Exercise instructions:
Go through the data below and return each line where the string "capsule" appears.
=-=-=
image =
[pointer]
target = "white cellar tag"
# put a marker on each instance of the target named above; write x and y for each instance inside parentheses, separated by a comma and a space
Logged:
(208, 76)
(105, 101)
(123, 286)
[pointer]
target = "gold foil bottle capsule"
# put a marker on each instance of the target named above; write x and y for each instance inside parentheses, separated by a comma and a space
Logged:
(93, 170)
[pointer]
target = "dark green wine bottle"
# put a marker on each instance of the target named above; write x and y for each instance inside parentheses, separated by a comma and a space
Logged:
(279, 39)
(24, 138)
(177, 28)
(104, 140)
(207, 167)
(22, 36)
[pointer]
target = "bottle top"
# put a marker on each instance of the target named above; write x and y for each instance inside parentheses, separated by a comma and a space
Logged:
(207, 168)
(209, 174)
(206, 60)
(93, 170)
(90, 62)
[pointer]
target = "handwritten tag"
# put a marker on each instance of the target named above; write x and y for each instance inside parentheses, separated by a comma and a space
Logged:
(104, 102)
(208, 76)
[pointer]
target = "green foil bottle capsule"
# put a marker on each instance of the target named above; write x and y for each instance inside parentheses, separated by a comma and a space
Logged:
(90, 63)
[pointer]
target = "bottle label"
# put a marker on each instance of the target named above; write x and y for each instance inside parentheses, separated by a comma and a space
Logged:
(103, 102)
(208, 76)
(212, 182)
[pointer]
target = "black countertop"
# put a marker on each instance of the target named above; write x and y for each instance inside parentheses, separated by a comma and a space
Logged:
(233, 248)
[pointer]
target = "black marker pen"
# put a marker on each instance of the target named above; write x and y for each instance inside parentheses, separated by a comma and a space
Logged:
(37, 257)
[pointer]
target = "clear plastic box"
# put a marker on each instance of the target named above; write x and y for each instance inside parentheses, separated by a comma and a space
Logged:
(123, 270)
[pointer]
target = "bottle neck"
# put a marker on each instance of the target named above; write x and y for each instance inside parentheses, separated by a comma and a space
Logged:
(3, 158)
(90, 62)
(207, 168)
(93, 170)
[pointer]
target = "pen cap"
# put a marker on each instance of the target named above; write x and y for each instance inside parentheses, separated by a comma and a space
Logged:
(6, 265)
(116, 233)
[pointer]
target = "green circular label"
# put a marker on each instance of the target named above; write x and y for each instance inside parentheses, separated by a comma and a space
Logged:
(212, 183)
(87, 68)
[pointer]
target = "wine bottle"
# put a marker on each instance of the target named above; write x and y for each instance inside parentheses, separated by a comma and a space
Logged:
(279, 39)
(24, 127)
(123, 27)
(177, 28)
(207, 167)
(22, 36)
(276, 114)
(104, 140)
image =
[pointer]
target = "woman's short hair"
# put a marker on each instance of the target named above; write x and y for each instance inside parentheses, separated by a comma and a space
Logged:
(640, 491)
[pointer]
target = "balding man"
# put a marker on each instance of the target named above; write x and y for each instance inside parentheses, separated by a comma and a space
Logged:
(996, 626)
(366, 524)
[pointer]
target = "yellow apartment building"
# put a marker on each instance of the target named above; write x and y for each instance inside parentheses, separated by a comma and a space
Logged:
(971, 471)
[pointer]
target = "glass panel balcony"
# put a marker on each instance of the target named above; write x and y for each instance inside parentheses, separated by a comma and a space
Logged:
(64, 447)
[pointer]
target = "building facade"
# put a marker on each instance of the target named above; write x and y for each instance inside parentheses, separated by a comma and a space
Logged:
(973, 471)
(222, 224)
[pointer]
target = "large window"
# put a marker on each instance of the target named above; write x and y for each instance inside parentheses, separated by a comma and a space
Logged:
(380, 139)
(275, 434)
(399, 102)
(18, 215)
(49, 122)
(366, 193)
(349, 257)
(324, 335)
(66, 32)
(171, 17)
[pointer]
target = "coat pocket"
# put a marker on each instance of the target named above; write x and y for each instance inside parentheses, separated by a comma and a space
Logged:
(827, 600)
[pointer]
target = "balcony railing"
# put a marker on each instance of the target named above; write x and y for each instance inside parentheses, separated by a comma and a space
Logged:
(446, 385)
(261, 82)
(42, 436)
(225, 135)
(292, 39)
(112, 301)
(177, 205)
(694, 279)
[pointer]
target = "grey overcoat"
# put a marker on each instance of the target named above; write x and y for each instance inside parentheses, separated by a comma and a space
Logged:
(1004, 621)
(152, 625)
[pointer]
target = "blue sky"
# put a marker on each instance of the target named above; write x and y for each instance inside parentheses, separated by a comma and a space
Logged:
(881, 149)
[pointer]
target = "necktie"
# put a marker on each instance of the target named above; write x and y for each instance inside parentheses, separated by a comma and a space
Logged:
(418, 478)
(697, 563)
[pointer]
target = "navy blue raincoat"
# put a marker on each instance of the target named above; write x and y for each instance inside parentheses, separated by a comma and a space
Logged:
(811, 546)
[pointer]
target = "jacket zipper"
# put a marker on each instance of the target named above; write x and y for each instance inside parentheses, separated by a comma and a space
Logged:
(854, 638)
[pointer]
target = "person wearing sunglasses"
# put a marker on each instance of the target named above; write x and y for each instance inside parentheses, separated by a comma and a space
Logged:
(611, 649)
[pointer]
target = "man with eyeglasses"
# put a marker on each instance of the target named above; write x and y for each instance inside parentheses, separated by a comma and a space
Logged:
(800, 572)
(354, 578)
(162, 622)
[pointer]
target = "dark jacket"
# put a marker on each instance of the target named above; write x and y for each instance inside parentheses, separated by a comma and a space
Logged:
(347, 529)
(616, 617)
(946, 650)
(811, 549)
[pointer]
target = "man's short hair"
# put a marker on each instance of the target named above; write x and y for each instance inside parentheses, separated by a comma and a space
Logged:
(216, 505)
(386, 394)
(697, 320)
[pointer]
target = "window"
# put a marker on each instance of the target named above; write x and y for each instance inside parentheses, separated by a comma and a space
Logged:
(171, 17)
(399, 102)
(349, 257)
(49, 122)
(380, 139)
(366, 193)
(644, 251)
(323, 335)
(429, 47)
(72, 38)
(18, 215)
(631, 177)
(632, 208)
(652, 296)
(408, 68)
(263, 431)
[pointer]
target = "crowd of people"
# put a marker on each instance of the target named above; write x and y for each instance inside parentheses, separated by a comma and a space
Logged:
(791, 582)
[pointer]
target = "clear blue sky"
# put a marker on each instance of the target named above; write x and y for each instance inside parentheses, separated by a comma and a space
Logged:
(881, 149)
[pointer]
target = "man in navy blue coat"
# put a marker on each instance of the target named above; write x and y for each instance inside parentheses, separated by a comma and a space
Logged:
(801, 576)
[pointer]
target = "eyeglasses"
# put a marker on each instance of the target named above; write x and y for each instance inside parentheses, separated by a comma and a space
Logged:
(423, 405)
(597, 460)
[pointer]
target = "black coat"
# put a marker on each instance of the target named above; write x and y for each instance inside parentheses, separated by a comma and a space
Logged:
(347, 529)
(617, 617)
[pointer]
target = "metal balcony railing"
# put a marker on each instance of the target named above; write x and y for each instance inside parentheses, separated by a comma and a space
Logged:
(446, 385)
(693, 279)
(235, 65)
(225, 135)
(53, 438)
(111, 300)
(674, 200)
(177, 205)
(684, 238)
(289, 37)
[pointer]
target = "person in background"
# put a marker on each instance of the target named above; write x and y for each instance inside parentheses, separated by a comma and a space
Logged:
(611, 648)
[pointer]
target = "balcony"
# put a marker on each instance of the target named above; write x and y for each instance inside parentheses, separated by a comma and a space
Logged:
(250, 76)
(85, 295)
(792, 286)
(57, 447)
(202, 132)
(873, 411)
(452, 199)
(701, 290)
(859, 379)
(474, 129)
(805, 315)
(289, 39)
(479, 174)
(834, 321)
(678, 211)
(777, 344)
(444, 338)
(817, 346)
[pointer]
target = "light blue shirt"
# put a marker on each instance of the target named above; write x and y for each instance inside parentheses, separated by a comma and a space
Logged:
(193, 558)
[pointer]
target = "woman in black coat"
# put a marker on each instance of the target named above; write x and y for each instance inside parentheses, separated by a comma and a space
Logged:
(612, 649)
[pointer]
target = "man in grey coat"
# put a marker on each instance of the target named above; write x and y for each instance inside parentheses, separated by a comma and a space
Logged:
=-=-=
Exercise answer:
target = "gold foil bottle capsule"
target = "green foil bottle capsule"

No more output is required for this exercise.